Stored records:
______
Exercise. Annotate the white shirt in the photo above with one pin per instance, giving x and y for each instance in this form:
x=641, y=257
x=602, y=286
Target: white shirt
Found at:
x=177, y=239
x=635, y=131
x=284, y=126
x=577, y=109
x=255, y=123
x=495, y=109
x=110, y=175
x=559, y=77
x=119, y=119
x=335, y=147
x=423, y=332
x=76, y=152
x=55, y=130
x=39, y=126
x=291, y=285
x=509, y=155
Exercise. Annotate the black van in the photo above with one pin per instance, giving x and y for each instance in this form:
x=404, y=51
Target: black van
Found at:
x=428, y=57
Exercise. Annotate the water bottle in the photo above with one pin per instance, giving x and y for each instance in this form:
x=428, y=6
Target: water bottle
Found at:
______
Requirement: Copy out all of the data exactly, leaving nothing out.

Solution to this problem:
Exercise. Annotate the white shirt in the photo above with one pin per instance, giving x and y for each instance in this form:
x=641, y=257
x=602, y=286
Target: white shirt
Found at:
x=177, y=239
x=635, y=131
x=284, y=126
x=577, y=109
x=255, y=123
x=495, y=109
x=110, y=175
x=559, y=77
x=119, y=119
x=335, y=147
x=423, y=332
x=76, y=152
x=55, y=130
x=39, y=126
x=291, y=285
x=509, y=155
Exercise. Annotate the black van in the photo above with one pin per instance, giving x and y for each instance in this form:
x=404, y=51
Target: black van
Found at:
x=428, y=57
Exercise. Annotate the water bottle in the photo above with one pin per instance, giving x and y for each instance in this form:
x=428, y=6
Target: water bottle
Found at:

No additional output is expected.